*PÁGINA:*
* * * * * * * * *
La primera temporada de «The Last of Us» ha sido histórica por muchos motivos… Pero, sobre todo, por habernos enseñado tres grandes lecciones.
La cosa ha ido tal que así (y no tengo ningún tipo de interés en ocultar la verdad): desde que se estrenó el primer capítulo de «The Last of Us» en HBO, hace ya tres meses, he sostenido una cantidad realmente sorprendente de conversaciones con diferentes personas ante las que siempre me presentaba con la verdad por delante, admitiendo que «The Last of Us Parte II» es mi juego favorito de toda la historia de los videojuegos. Tal cual. Y no estoy siendo maximalista.
Esta es una afirmación que, más que probablemente, explique por si sola la turra que voy a dar a continuación. Aunque esta turra también puede explicarse con este otro detalle que también he dejado caer más arriba: las conversaciones con amigos, colegas y conocidos de redes sociales han sido realmente numerosas. Y eso es indicativo, para empezar, del interés general suscitado por una serie que ha sabido estimular esa cultura del acontecimiento que cada vez es más escasa en el panorama televisivo. Cada nuevo capítulo estimulaba una gozosa sensación de urgencia que te impulsaba no solo a verlo cuanto antes mejor, sino sobre todo a diseccionarlo y sobreanalizarlo.
Pero, además de esto, las numerosas charlas de amigos alrededor de «The Last of Us» denotan algo más tremendo todavía: que aquí hay mucha pero que mucha tela que cortar. Que la serie de Craig Mazin y Neil Druckmann tiene pliegues y pliegues dentro de los que habitan infinidad de temas que resultan interesantes por motivos muy diferentes. Y que es una verdadera gozada zambullirse en las partes más oscuras de esos pliegues con la intención de, de alguna forma u otra, acabar encontrando la luz en lo más profundo de ellos.
Todos y cada uno de los nueve capítulos de la serie han marcado hitos muy diferentes, y no solo por sus audiencias realmente impactantes. Esta ficción seriada ha marcado a fuego a los espectadores como solo lo hacen esos productos culturales que sirven para abrir el diálogo en la sociedad de su momento. Así que, para no seguir alargando esto, voy a ir al hueso del asunto y a arrancar con las tres grandes lecciones que, desde mi punto de vista, la primera temporada de «The Last of Us» nos ha enseñado de forma magistral.
Lección 1: Asume que tiempos complejos exigen mundos complejos
Viendo «The Last of Us» he pensado mucho en «Avatar: El Sentido del Agua«. Y sé que parece una conexión realmente forzada… pero, en realidad, no lo es. Para nada. Al fin y al cabo, mi principal crítica a la segunda parte de la saga de John Cameron es que presenta un mundo que solo parecerá complejo a cualquier persona que no se haya acercado a un videojuego en los últimos quince años. Un mundo que es complejo en su superficie, pero no en su fondo.
* * * * * * * * *
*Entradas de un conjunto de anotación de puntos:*
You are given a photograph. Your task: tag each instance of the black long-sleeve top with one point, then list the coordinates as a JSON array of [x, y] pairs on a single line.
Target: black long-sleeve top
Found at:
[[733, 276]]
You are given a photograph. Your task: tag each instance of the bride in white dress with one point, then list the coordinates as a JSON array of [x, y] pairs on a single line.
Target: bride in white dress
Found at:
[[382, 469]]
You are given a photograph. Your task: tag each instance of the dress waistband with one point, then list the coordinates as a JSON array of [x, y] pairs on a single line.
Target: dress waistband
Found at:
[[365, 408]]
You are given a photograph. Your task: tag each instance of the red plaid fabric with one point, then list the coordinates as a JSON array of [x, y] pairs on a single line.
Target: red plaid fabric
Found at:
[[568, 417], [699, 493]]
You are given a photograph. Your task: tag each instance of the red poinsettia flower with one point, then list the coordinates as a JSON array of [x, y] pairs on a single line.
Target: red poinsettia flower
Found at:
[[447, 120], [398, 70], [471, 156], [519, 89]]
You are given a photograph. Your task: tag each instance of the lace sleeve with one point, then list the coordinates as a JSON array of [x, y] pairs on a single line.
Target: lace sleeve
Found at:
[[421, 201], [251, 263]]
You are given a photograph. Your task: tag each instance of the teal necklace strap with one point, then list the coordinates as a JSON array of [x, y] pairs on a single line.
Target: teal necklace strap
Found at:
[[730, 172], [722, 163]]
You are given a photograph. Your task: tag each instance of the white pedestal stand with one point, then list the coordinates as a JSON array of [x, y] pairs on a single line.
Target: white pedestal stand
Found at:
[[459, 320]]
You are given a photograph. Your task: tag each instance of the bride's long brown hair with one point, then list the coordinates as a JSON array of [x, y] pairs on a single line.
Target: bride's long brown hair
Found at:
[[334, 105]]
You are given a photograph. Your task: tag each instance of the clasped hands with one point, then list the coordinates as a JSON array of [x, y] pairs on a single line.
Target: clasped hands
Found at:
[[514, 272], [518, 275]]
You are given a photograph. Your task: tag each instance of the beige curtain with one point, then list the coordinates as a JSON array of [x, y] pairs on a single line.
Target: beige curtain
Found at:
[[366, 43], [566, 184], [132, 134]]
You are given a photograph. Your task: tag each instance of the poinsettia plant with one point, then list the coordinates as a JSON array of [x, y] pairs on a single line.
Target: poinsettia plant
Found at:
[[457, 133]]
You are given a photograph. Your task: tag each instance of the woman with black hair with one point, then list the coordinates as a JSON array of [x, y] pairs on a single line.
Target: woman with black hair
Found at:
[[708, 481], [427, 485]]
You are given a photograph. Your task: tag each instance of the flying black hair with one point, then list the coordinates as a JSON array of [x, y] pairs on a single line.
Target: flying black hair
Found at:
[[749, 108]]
* * * * * * * * *
*TAREAS DEL EJERCICIO:*
(A) Responde brevemente a estas preguntas sobre el texto acerca de la serie «The Last of Us»:
(i) ¿Qué juego afirma quien escribe que es su favorito de toda la historia de los videojuegos?
(ii) ¿Cuántos capítulos tiene la primera temporada de la serie?
(iii) ¿En qué película dice quien escribe que pensó mucho mientras veía la serie?
(B) Prolonga el texto sobre la serie «The Last of Us» desde la última frase que aparece.

*RESPUESTAS POR TAREA:*
(A)
(i) «The Last of Us Parte II».
(ii) Nueve.
(iii) En «Avatar: El Sentido del Agua».

(B)
Y es que nada ha sido lo mismo desde que el mundo de los videojuegos abrazara el concepto «sandbox» o «mundo abierto». Antes, los RPGs (sobre todo las variantes niponas, conocidas como JRPGs) ya habían apostado por experiencias de juego largas donde la narrativa era igual de importante que la acción. Pero eran experiencias lineales en las que, precisamente debido a la falta de libertad real del jugador, la narrativa acababa siendo bastante tramposa. Además, eran otros tiempos y las máquinas de entonces no permitían construir mundos realmente extensos y complicados. Había mundos grandes pero simples y mundos pequeños y complejos. Todo junto, no.
Pero entonces llegaron los mundos abiertos y el desafío fue cómo conciliar el libre albedrío del jugador con una historia funcional capaz de avanzar de forma orgánica. La cosa ha ido evolucionando poco a poco, con grandes puntales como «GTA IV» o «The Legend of Zelda: Breath of the Wild«. Y lo curioso es que ninguna de las dos partes de «The Last of Us» transcurren en mundos abiertos (bueno, para ser fieles a la verdad, la segunda parte incluye un segmento abierto), pero toman de este tipo de juego una de sus mejores enseñanzas: el jugador debe acceder a la historia de forma orgánica.
Para que te hagas una idea: un recurso habitual en este tipo de juegos es sembrar los escenarios con cartas y otros escritos que te ofrecen la posibilidad de ahondar en el mundo de forma más o menos profunda. Sin embargo, sobre todo «The Last of Us 2» consigue que el mundo y sus múltiples historias se expliquen por sí solos mientras juegas. Y no solo porque los personajes siempre van acompañados por otros personajes con los que dialogan y que explican todo lo que ha ocurrido, sino porque, de repente, entras en una habitación y la misma habitación (su decoración, etc.) te explica la historia de quien habitó en ella.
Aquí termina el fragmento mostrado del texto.